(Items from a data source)
━━━━━━━━
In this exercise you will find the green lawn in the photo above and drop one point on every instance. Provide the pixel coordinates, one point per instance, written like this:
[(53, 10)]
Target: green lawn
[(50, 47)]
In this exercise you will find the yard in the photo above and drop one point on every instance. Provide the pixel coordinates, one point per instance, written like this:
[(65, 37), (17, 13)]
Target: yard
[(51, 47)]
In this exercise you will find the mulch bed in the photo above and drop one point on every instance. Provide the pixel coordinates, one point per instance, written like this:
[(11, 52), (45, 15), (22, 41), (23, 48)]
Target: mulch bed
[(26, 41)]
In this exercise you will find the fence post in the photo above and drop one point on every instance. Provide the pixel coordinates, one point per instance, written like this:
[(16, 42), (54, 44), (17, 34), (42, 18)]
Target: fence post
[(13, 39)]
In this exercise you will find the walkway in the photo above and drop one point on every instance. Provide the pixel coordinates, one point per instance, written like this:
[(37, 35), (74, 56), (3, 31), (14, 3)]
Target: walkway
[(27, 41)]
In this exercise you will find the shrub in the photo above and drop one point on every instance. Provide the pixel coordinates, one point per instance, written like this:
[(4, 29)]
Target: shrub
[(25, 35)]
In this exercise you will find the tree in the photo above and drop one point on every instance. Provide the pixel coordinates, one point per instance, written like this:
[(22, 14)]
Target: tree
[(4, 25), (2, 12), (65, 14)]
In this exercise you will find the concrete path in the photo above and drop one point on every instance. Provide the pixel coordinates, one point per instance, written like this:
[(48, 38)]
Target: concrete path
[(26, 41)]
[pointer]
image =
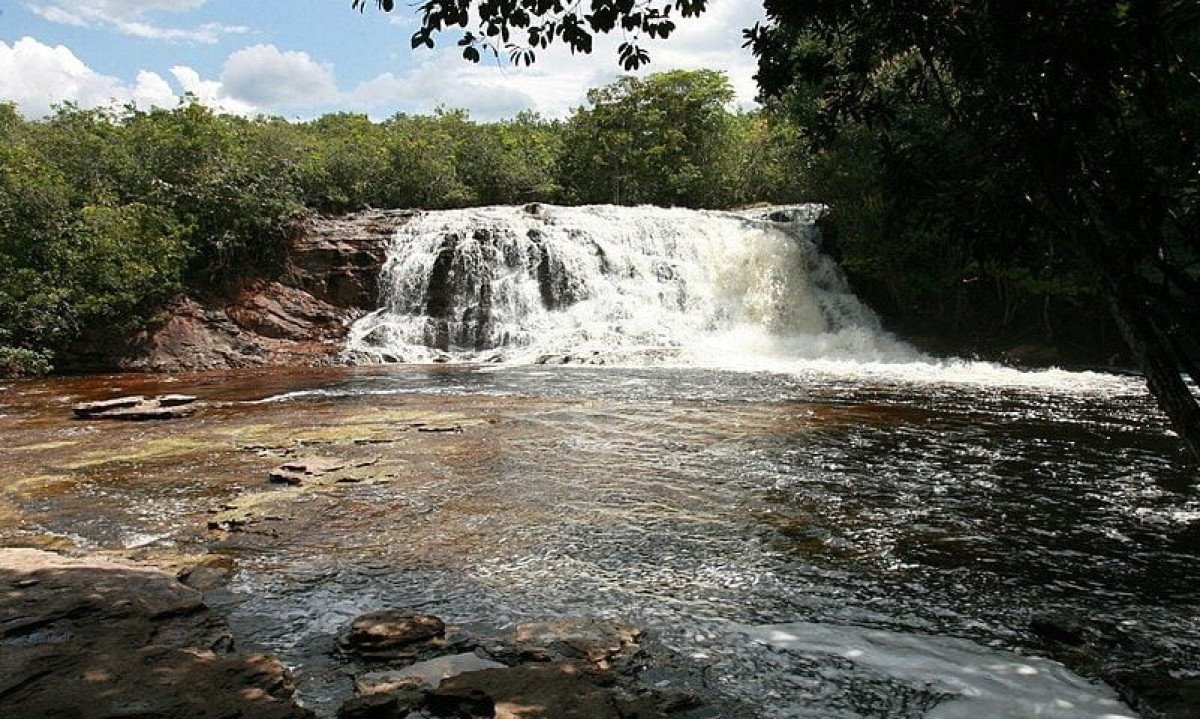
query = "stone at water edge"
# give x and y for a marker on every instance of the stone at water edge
(294, 472)
(93, 408)
(430, 672)
(394, 634)
(96, 639)
(138, 408)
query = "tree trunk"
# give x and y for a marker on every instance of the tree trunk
(1158, 364)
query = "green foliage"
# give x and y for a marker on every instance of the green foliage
(107, 214)
(521, 28)
(652, 141)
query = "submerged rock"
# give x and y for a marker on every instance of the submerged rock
(431, 672)
(138, 408)
(394, 634)
(294, 472)
(571, 667)
(95, 639)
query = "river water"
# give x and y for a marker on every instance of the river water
(829, 541)
(811, 519)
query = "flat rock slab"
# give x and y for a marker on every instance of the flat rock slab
(138, 408)
(295, 471)
(95, 639)
(545, 691)
(430, 672)
(394, 634)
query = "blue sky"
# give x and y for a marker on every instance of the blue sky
(301, 59)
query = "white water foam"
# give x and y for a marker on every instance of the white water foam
(648, 286)
(978, 681)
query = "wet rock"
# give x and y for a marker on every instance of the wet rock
(262, 324)
(174, 400)
(208, 574)
(543, 691)
(138, 408)
(375, 706)
(337, 259)
(95, 639)
(431, 672)
(461, 703)
(1161, 695)
(91, 408)
(1060, 628)
(394, 634)
(294, 472)
(593, 641)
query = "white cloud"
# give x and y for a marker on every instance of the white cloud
(264, 76)
(129, 17)
(559, 81)
(210, 93)
(36, 76)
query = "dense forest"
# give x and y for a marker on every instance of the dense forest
(106, 215)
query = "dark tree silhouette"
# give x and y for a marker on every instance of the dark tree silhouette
(521, 28)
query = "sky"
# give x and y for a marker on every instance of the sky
(299, 60)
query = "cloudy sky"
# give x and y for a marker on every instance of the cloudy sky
(301, 59)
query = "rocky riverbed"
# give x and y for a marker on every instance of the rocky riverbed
(592, 550)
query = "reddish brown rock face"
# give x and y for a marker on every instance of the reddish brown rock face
(299, 321)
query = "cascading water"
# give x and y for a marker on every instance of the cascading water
(615, 285)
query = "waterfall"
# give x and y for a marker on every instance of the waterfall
(615, 285)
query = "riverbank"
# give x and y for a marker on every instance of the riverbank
(671, 501)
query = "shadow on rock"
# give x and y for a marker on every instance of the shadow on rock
(99, 639)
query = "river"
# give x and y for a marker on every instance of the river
(683, 420)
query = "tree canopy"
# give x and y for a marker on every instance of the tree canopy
(1072, 127)
(519, 29)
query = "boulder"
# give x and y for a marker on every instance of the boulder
(394, 634)
(294, 472)
(138, 408)
(96, 639)
(430, 672)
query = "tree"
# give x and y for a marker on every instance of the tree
(521, 28)
(658, 139)
(1085, 114)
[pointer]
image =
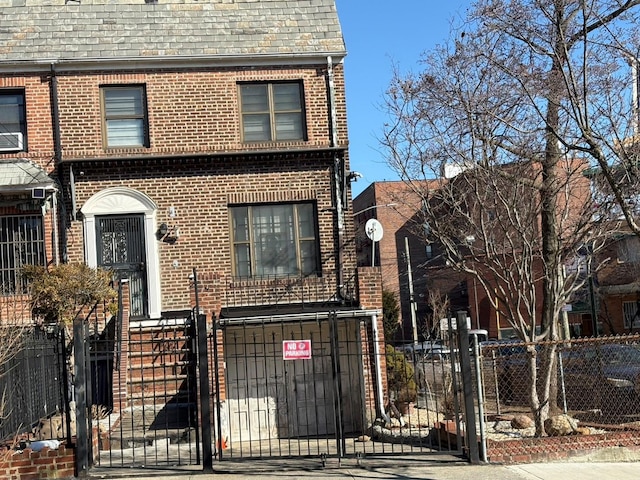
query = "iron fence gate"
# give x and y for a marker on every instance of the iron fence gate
(339, 394)
(141, 390)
━━━━━━━━
• What the exercise asks: Reproduce all of the records above word for word, omitting the pictures from your answer.

• Result of the exercise:
In this exercise you will find the green lawn in the photo above and drop one point on every instance. Provide the pixel coordinates, one point per instance, written like this:
[(53, 10)]
Target: green lawn
[(50, 47)]
In this exercise you will find the yard in the photo above and drop one point on every instance. Provide the pixel coordinates, one point per instance, written like this:
[(65, 37), (17, 13)]
Target: yard
[(51, 47)]
In this exercise you will find the mulch bed in the photo above and drop one point on every instance. Provide the pixel coordinates, one point per instance, written like this:
[(11, 52), (45, 15), (22, 41), (23, 48)]
Target: mulch bed
[(26, 41)]
In this exercise you will find the fence post in the photo above and drop one point on every instance. Provide the pixel coordinates, one point per instance, written like this:
[(16, 42), (54, 44), (17, 34), (42, 18)]
Target: fence post
[(13, 39)]
In this exercise you will find the walkway in the photo above and drop one point on every instance. Provide the pixel coordinates, one point per instance, written like this:
[(37, 35), (74, 56), (3, 31), (14, 3)]
Target: walkway
[(27, 41)]
In this exercise you will find the shrub in the photo above and drop one point on every instance. Provide the pixel coordinates, one point per instance, written like this:
[(4, 29)]
Target: shrub
[(25, 35)]
In this exercise you will find the tree in the photo above and drop one point on every instance. Provide the pixel coordinates, one point per instance, written like this:
[(22, 14)]
Target: tree
[(4, 25), (2, 12), (65, 14)]
In this exercise you will find the concrete path in the photo above and drop one point on every instance. Provide the pixel coordinates, one point per instance, written like this:
[(48, 38)]
Target: concrete path
[(26, 41)]
[pointer]
image =
query = "stone at water edge"
# give x and y for a marker on every instance of the stone at water edge
(294, 472)
(93, 408)
(430, 672)
(394, 634)
(96, 639)
(138, 408)
query = "tree trunk"
# give x and y for a marker on every instance of the tree trunk
(1158, 364)
query = "green foliage"
# give x and y for a marker on every instance of the green foliage
(107, 214)
(521, 28)
(652, 141)
query = "submerged rock"
# give x and y for a marker on every instance of the submerged rock
(431, 672)
(138, 408)
(394, 634)
(294, 472)
(571, 667)
(95, 639)
query = "river water"
# give x and y for a marker on every instance of the river water
(829, 541)
(811, 519)
query = "flat rock slab"
# give x and y for a marker on every instance of the flat rock slab
(138, 408)
(295, 471)
(95, 639)
(545, 691)
(430, 672)
(394, 634)
query = "blue sky"
# give x and y for a marker on every instance of the blue sky
(301, 59)
query = "white water foam"
# give x and y for a marker on every instance of the white water foam
(648, 286)
(978, 681)
query = "wet rock"
# give x and y for a marker on every instance of the wet rock
(262, 324)
(174, 400)
(208, 574)
(543, 691)
(138, 408)
(375, 706)
(337, 259)
(95, 639)
(431, 672)
(461, 703)
(1161, 695)
(91, 408)
(1060, 628)
(394, 634)
(294, 472)
(593, 641)
query = "white cloud"
# give x and y for a marker on every instance of the white cloud
(264, 76)
(129, 17)
(559, 81)
(210, 93)
(36, 76)
query = "dense forest"
# give x and y for a marker on every instance of the dense forest
(106, 215)
query = "dark tree silhouette"
# give x and y for a marker on every instance of the dark tree silhouette
(521, 28)
query = "sky"
# give x and y for a marker on every instance of the sky
(299, 60)
query = "cloudy sky"
# give x and y for a marker on every instance of the cloudy sky
(301, 59)
query = "rocky riverbed"
# give x and y for a marker on every instance of the rocky riverbed
(592, 550)
query = "reddish brown rock face"
# give x and y for a marker on every instance of the reddish brown rock face
(299, 321)
query = "cascading water"
# give x and y for a marker on every instance of the cascading water
(615, 285)
query = "waterfall"
# give x and y for a marker on every instance of the waterfall
(615, 285)
query = "riverbank"
# give x and y for a marker on every instance of the riverbank
(671, 501)
query = "shadow on rock"
# give x and y for a marker on every instance of the shadow on rock
(99, 639)
query = "river"
# give x and y for a marker on every instance of the river
(683, 420)
query = "tree canopy"
# give x and y for a marker on every instance of the tree canopy
(1072, 127)
(519, 29)
query = "boulder"
# give x and y for a marker on every instance of the boulder
(394, 634)
(294, 472)
(138, 408)
(96, 639)
(430, 672)
query = "tree"
# give x and y for a marker on every instance of the tree
(521, 28)
(658, 139)
(1085, 114)
[pointer]
image =
query = "iron fence gate"
# give x and y for a marker on every instance of the iron fence gate
(339, 394)
(141, 390)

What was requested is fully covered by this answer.